Aim: Exactly the lines from the one containing "Thanks for the photo. Could you please mark the lake" through the final line of the listing are to be retyped, and nothing more.

Supplied information:
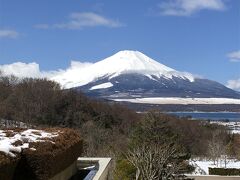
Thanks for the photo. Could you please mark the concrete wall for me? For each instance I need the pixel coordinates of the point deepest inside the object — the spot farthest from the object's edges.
(215, 177)
(66, 173)
(103, 166)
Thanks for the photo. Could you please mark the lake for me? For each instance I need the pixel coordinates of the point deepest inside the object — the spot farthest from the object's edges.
(231, 116)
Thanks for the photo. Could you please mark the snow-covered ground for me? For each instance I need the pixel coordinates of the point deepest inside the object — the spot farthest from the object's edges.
(9, 137)
(234, 127)
(178, 100)
(203, 165)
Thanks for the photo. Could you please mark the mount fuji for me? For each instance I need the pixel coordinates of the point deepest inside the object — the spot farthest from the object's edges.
(131, 74)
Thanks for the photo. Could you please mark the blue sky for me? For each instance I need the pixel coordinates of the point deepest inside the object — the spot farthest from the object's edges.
(198, 36)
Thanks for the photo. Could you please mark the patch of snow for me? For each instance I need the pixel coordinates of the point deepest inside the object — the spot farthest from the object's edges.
(102, 86)
(178, 100)
(31, 135)
(123, 62)
(203, 165)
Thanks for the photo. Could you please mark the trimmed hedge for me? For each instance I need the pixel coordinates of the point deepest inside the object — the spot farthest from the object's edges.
(224, 172)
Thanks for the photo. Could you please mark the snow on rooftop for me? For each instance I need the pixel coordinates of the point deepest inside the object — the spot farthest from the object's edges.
(7, 141)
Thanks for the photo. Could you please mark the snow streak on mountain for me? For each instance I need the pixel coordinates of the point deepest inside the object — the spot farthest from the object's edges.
(131, 74)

Exercise solution:
Thanks for the photo. Could you please mark the lake for me? For each instance I need the pixel coordinates of the point deepest inside the object — the spot farthest from the object's edges.
(231, 116)
Thanks for the photo. Could you please mark the snow-covered ground for me? For each instance I need the pixel coordinates of the point deepest inside the object — the spot farthest from the object's edges.
(9, 137)
(234, 127)
(178, 100)
(203, 165)
Thanks for the photo. Could you please mark the mount fuji for me? For each instance I need the pixel coordinates of the point deepest inside the object — the spot farthest from the object's edges.
(131, 74)
Thanks for the photo. Could you please mark the blue sky for me? For each instance I need the pixel coordinates of the point deepest inside the object — the spot farthest from the object's edges.
(198, 36)
Thanks for the photo. Could you please mark the patch of snow for me? For each instance I need the pixel coordinates of the point deepest inside the object — the spot farthest from the object's edges.
(102, 86)
(178, 100)
(31, 135)
(123, 62)
(203, 165)
Thanks for the photo. Could you please mark the trimmed hedge for me? For each instance I need the pixel coordinates of the point deepest inside the object — the spot farthest from the object's edges.
(224, 172)
Thanks for the photo. Could you please mark the snow on rooftop for me? For each instance I need the pixel coordinates of the point deepest inside the object — the spot farthest from the object's edges.
(7, 141)
Thanks for the photo. Could you please mark the snow streak on mountain for me? For each instance I need the pixel coordinates of the point deepest inside the object — the spot farthest from the object's edges.
(131, 74)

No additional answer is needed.